While looking at data might not sound like an immediate plan of action during turbulent times, it’s easier to make positive changes and work smarter in the face of supply chain disruptions when you have the right information.
Build Your Brand to Withstand Supply Chain Disruptions
It’s difficult to focus on anything but the supply chain issues affecting so many businesses right now. However, retting over those issues isn’t going to get you anywhere. By shifting your focus and putting your energy into supply chain disruptions, your business can move forward.
Building a brand isn’t easy, which is why it requires a lot of time, attention, and focus. Taking this time to hone in on your marketing is a great way to make your business more of a household name. That kind of brand recognition is exactly what companies need right now to stay afloat when supply chain disruptions occur. You can build your brand awareness and identity (stickeryou dot com), in a variety of ways, including:
- Defining your company values
- Understanding your audience
- Determining what sets your business apart
- Creating brand guidelines
Once you have a strategy in place to grow your brand, utilize things like logo creation, social media, and special events to grow your name and help your customers understand who you are.
Build Consumer Relationships Despite Supply Chain Disruptions
Even if you’re facing supply chain issues, you can build relationships and establish trust with consumers. Today’s consumers desire relationships with businesses more than ever before, so it’s okay to show the “human” side of your brand as often as possible. That can make it easier to provide positive customer service experiences when you’re facing product shortages and delays.

**Dataset content**
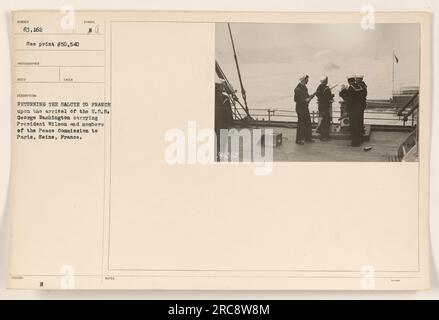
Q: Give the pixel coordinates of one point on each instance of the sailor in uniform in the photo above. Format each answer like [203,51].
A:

**The problem**
From the text on supply chain disruptions, list every way it gives to build brand awareness and identity.

**Result of this task**
- Defining your company values
- Understanding your audience
- Determining what sets your business apart
- Creating brand guidelines